* **Your task**
Write out every one of the items below word for word, keeping each line unchanged.

* **Material for this task**

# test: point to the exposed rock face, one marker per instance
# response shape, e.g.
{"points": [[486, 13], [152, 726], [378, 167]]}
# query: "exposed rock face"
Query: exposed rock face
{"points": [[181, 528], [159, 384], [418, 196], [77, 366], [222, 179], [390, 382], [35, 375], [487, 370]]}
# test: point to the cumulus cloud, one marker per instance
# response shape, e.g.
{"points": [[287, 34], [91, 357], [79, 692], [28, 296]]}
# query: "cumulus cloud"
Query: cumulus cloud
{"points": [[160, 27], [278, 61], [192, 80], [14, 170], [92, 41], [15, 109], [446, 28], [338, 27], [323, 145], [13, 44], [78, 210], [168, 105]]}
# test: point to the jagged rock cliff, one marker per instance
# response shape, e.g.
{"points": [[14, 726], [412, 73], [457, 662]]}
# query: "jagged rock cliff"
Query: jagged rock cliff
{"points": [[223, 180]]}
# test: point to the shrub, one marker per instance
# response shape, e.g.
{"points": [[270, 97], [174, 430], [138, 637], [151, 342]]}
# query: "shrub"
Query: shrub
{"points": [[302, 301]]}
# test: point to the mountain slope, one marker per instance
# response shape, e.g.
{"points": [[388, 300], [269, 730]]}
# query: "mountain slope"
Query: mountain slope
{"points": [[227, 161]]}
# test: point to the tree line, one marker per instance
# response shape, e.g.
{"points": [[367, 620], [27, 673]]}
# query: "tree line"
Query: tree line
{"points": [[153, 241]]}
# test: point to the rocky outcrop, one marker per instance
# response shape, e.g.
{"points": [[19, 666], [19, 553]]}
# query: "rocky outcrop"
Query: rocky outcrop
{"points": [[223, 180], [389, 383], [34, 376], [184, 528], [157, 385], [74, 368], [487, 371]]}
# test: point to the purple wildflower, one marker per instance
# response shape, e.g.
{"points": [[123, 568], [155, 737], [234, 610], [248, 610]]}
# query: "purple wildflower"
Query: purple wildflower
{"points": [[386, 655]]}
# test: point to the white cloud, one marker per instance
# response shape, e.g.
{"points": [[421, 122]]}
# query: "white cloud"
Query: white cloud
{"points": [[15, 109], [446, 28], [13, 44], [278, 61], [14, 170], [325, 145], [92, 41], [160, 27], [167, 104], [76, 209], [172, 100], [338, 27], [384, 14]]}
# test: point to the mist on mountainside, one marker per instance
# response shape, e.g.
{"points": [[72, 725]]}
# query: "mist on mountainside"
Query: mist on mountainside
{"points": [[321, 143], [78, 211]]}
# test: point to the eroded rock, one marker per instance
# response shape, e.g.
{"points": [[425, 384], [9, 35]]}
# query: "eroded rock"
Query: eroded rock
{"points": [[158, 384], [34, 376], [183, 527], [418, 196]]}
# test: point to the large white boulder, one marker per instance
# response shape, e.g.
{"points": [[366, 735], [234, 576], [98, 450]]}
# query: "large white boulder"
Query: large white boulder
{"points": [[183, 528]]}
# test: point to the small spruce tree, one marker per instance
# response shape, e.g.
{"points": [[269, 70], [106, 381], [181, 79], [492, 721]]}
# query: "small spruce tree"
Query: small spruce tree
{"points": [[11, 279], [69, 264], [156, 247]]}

* **Task output**
# test: point to the exposed rock face, one marker per instance
# response shape, e.g.
{"points": [[486, 13], [152, 726], [378, 167]]}
# query: "exposed rock face"
Query: exposed rock face
{"points": [[181, 528], [159, 384], [418, 196], [77, 366], [222, 179], [390, 382], [35, 375], [487, 370]]}
# test: point to the cumulus cloud, one marker per instance
# response shape, e.g.
{"points": [[287, 34], [91, 357], [79, 692], [28, 296]]}
# query: "cumulus cloud"
Query: cumulus cloud
{"points": [[160, 27], [278, 61], [192, 80], [14, 170], [92, 41], [15, 109], [446, 28], [338, 27], [323, 145], [13, 44], [78, 210], [168, 105]]}
# test: point to the jagged rock cliff, one marker per instance
# response shape, e.g.
{"points": [[14, 726], [412, 73], [457, 662]]}
# query: "jagged rock cliff"
Query: jagged rock cliff
{"points": [[223, 180]]}
# test: point to the shrub, one marker per instance
# response shape, e.g.
{"points": [[270, 97], [174, 430], [138, 637], [151, 342]]}
# query: "shrub"
Query: shrub
{"points": [[302, 301]]}
# test: point to the mountain slope, one marker per instance
# response shape, e.g.
{"points": [[388, 300], [269, 730]]}
# query: "mountain slope"
Query: mountain slope
{"points": [[227, 161]]}
# test: point to the tree line, one marker per instance
# response shape, e.g.
{"points": [[367, 620], [27, 673]]}
# query: "tree line"
Query: tree line
{"points": [[153, 241]]}
# test: point to the rocky outcrop, one marker per instance
# response shape, e.g.
{"points": [[19, 666], [19, 553]]}
# query: "rocky outcrop"
Query: rocky outcrop
{"points": [[223, 180], [389, 383], [34, 376], [184, 528], [157, 385], [74, 368], [487, 371]]}
# test: point to the purple wildflower, one marker per instance
# response shape, e.g.
{"points": [[123, 568], [155, 737], [234, 610], [248, 610]]}
# query: "purple wildflower"
Query: purple wildflower
{"points": [[386, 655]]}
# test: point to the white cloud, one marker per instance
# response shape, e.g.
{"points": [[421, 122]]}
# query: "white cloud"
Query: white cloud
{"points": [[15, 109], [446, 28], [13, 44], [278, 61], [14, 170], [325, 145], [92, 41], [160, 27], [167, 104], [76, 209], [172, 100], [338, 27], [384, 14]]}
# test: point to the mist on mountainside, one marker per instance
# response shape, e.g.
{"points": [[72, 725]]}
# query: "mist on mountainside"
Query: mist on mountainside
{"points": [[321, 143], [78, 211]]}
# test: point to the eroded rock, one marker per instance
# response shape, e.g.
{"points": [[425, 384], [9, 35]]}
# query: "eroded rock"
Query: eroded rock
{"points": [[158, 384], [34, 376], [183, 527], [418, 196]]}
# test: point to the large white boulder, one marker per instance
# response shape, e.g.
{"points": [[366, 735], [234, 576], [98, 450]]}
# query: "large white boulder"
Query: large white boulder
{"points": [[183, 528]]}
# test: point to the small spruce tree, one marker per instance
# response shape, e.g.
{"points": [[269, 70], [106, 381], [181, 79], [492, 721]]}
# query: "small spruce tree"
Query: small spruce tree
{"points": [[11, 279], [69, 264], [156, 247]]}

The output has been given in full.